> ACTIVITY:
Below are the records. Retype exactly the lines between the lines holding "point | a marker on each instance of the snow-covered" and "target | snowy slope", inclusive.

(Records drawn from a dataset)

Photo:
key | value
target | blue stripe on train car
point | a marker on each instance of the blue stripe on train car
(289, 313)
==
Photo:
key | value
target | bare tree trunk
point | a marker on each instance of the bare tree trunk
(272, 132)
==
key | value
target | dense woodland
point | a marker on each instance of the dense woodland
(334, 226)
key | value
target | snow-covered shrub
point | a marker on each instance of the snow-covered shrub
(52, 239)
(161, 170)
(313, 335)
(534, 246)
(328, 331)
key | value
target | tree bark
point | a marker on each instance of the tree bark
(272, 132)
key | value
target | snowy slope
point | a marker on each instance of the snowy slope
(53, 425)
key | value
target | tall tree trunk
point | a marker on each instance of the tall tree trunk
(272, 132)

> THE COMPLETED TASK:
point | a marker on each instance of the snow-covered shrub
(52, 239)
(161, 170)
(313, 335)
(534, 246)
(328, 331)
key | value
target | tree bark
point | a marker on each instance of the tree bark
(272, 132)
key | value
target | snowy slope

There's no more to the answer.